__Requirements__. Give the records below as a two-column CSV with the columns request and points, one row per record. Put each record's request text and its answer in one quoted field each, with line breaks turned into spaces.

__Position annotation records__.
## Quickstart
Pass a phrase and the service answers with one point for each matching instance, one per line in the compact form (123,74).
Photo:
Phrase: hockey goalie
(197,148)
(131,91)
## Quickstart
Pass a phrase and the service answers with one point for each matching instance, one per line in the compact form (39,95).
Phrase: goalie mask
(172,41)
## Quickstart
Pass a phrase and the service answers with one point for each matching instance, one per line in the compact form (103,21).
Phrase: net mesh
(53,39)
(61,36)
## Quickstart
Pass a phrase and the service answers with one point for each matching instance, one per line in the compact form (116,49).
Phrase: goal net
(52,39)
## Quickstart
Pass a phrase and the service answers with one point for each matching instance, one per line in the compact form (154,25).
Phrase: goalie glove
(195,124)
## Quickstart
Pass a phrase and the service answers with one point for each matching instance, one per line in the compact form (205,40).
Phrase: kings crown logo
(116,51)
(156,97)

__Solution to the exercise__.
request,points
"## Quickstart Pass a phrase and the service answers with one point for each matching instance, one per line in the compact form (123,74). Photo: Phrase: hockey goalie","(197,148) (131,91)"
"## Quickstart Pass a phrase and the service answers with one point for each matching instance, one per line in the compact form (39,95). Phrase: goalie mask","(172,41)"
"## Quickstart Pass a phrase and the service answers with one point for each matching instance, one per line in the compact form (103,21). Phrase: net mesh","(53,39) (61,36)"
"## Quickstart Pass a phrase and the service answers with one point for each matching instance, one per line in the compact form (116,49). Phrase: goal net","(52,39)"
"## Quickstart Pass a phrase and the service answers with one point for each matching instance, one per line in the compact form (154,25). Phrase: goalie glove","(195,124)"
"## Quickstart Pass a phrase and the service answers with one point for each matching instance, one per line in the compact form (205,40). Phrase: kings crown logo","(116,51) (156,97)"